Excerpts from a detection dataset
----

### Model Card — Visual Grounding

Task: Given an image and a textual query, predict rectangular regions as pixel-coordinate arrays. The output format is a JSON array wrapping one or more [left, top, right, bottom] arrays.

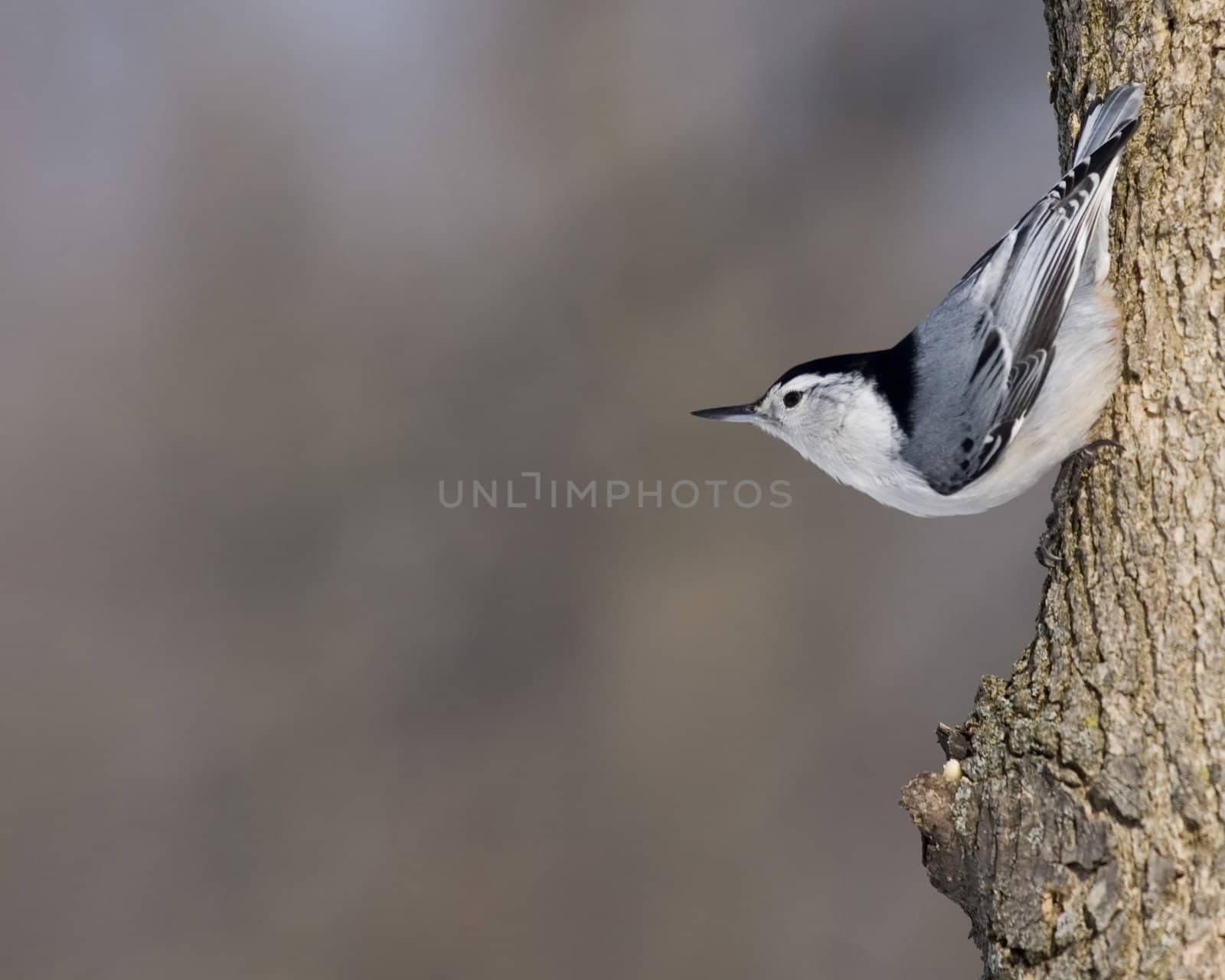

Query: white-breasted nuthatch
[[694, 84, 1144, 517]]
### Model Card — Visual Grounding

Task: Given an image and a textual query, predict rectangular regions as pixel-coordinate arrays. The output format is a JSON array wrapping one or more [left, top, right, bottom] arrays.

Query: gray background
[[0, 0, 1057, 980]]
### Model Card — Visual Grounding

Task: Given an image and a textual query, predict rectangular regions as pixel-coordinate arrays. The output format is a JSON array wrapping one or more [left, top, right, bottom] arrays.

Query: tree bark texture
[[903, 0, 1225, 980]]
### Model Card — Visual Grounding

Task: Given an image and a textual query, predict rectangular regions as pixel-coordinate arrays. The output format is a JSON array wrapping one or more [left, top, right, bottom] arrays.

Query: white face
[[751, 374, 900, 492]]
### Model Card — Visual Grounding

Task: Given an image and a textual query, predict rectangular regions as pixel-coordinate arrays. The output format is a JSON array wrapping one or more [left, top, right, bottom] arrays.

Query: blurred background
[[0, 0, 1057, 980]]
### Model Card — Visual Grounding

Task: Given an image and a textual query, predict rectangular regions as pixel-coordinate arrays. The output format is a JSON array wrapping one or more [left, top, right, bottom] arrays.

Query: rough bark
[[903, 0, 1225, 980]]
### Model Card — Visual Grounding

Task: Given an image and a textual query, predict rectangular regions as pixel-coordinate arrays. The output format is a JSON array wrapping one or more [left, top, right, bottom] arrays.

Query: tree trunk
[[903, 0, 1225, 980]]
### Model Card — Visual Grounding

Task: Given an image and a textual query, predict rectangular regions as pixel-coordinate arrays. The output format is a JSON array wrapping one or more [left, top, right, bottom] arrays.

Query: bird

----

Exercise details: Reproduce all of the lines above word for word, leaving the pictures out of your answer.

Reply:
### Model Card — Visual Grounding

Task: Given an image and a textual query, predict rectangular regions as pixel-coordinate arrays. The output format is a JSON array wrapping one or more [left, top, right, bottom] arrays.


Query: white-breasted nuthatch
[[694, 84, 1144, 517]]
### Model Card — Visual Grounding

Task: Given an image and a textual query, predict rectangular regions as pixel-coordinate arrays. The output format is a JSON array wrapping one or more [left, top, right, bottom] arrays.

Query: gray background
[[0, 0, 1057, 980]]
### Model Card — Visual Grounding

Task: Given an image and a textual query, predict rectangular regions as pixel-coordinate arrays. The output format is a JSON array wrapping one or more [left, top, right, bottom] arrays.

Query: tree bark texture
[[903, 0, 1225, 980]]
### Model Card — Visual Grounding

Task: Given an image and a textual query, predict rectangular regions as pixel-coordinate arrays. The output format is a JSON array wrapping one or more [left, top, right, bottom] arrays.

Query: white face
[[751, 374, 900, 492]]
### Model Card — Visual Grounding

Task: Given an image and a textual query, predict rectangular regions as pixel-coordinate arrays. The output format is a JSON array wrapping one or more [left, top, right, bottom] arrays.

Query: blurred background
[[0, 0, 1057, 980]]
### Model Card — Visual Grounding

Task: Given an image and a textual query, predict rectangular regions as pixel-coordinate arrays. The output format is a JSON array wrapping one or more [left, top, right, bottom] arrays.

Query: rough bark
[[903, 0, 1225, 980]]
### Model Card — Visual Grounding

Task: Given an image and a textual query, predict rectangular regions as pixel-coordinate arrays. The output format is a JSON array wrapping one or more [left, top, right, bottom] arrays.

Query: tree trunk
[[903, 0, 1225, 980]]
### Model Card — Visual Grounding

Task: Given an image and a textual query, predict rectangular regions as pixel-coordinate arrays. The output format is a JSON array wrapping one or more [left, top, right, bottom] arrays.

Query: bird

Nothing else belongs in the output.